(WHAT YOU NEED TO DO)
In the entries below, switch every "photo" to "image" and leave everything else unchanged. Omit the pictures from your answer.

::: MATERIAL PROVIDED

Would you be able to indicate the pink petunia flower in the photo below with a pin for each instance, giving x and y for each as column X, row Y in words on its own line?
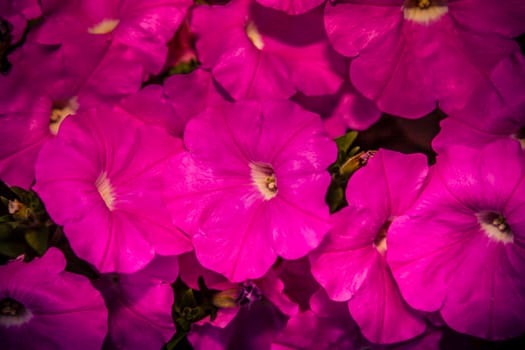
column 412, row 54
column 256, row 52
column 101, row 179
column 292, row 7
column 141, row 27
column 41, row 90
column 358, row 243
column 140, row 305
column 44, row 307
column 251, row 186
column 460, row 249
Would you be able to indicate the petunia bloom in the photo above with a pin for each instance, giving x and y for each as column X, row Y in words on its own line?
column 104, row 186
column 44, row 307
column 459, row 250
column 251, row 186
column 259, row 53
column 141, row 28
column 41, row 90
column 140, row 305
column 357, row 245
column 411, row 54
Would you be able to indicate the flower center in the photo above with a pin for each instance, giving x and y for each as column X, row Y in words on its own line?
column 13, row 313
column 380, row 240
column 104, row 27
column 495, row 226
column 106, row 190
column 253, row 34
column 263, row 178
column 60, row 111
column 424, row 11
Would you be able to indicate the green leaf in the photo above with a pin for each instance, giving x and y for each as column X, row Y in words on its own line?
column 37, row 239
column 344, row 142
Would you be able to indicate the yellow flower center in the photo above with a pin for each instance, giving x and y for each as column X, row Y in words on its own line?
column 495, row 227
column 424, row 11
column 263, row 178
column 104, row 27
column 105, row 189
column 60, row 111
column 253, row 34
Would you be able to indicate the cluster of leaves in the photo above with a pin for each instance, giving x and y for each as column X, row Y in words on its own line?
column 25, row 227
column 349, row 159
column 190, row 306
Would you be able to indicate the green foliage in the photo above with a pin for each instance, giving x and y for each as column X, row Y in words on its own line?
column 349, row 159
column 25, row 227
column 190, row 306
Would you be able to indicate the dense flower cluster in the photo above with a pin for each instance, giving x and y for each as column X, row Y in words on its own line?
column 202, row 183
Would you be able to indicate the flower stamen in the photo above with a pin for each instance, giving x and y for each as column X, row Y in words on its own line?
column 104, row 27
column 495, row 227
column 254, row 35
column 263, row 178
column 60, row 111
column 105, row 189
column 424, row 11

::::::

(WRITTEN SOLUTION)
Would you be able to indicate the pink petunia flower in the image below with a pin for each instance, giving x and y for each as column X, row Y in words on its own line?
column 412, row 54
column 256, row 52
column 101, row 179
column 292, row 7
column 141, row 27
column 41, row 90
column 358, row 243
column 140, row 305
column 44, row 307
column 251, row 186
column 460, row 249
Would you be able to indicate the petunia bloom in the image above with a pin for each instance, giving x and y for each as column X, row Y in words on its own line?
column 104, row 186
column 44, row 307
column 459, row 250
column 251, row 186
column 259, row 53
column 141, row 28
column 41, row 90
column 140, row 305
column 357, row 245
column 411, row 54
Would you be able to indicate the flower center in the image above with a pin for each instance, giving x and y for each as column X, row Y in words on its own line?
column 13, row 313
column 380, row 240
column 104, row 27
column 495, row 226
column 106, row 190
column 253, row 34
column 263, row 178
column 60, row 111
column 424, row 11
Would you be able to indicate the green leaf in the image above with a pin for each instance, giving x and y for each as column X, row Y in words on its own line?
column 37, row 239
column 344, row 142
Would you be able to indicate the yellow flower center in the image above with a pin for each instance, giving x and y for each as column X, row Y in words on its own line?
column 495, row 227
column 424, row 11
column 263, row 178
column 104, row 27
column 105, row 189
column 60, row 111
column 253, row 34
Would you be able to indicate the cluster of leaves in the image above with a pin for each instance, giving x and y for each as column X, row Y in words on its own line?
column 25, row 227
column 349, row 159
column 190, row 306
Would you be able to indicate the green foliage in the image above with a pin for each instance, giving x and y for each as column X, row Y in words on its own line?
column 349, row 159
column 25, row 227
column 190, row 306
Would you be able to indicate the dense flower cluster in the image above with a pin for each instance, giving x and y for each as column X, row Y in words on its own line?
column 202, row 183
Would you be able to indicate the flower stamen in the image above with a pin for each instance, giving x and y for each as column X, row Y in words on its own line?
column 104, row 27
column 495, row 227
column 254, row 35
column 263, row 178
column 60, row 111
column 105, row 189
column 424, row 11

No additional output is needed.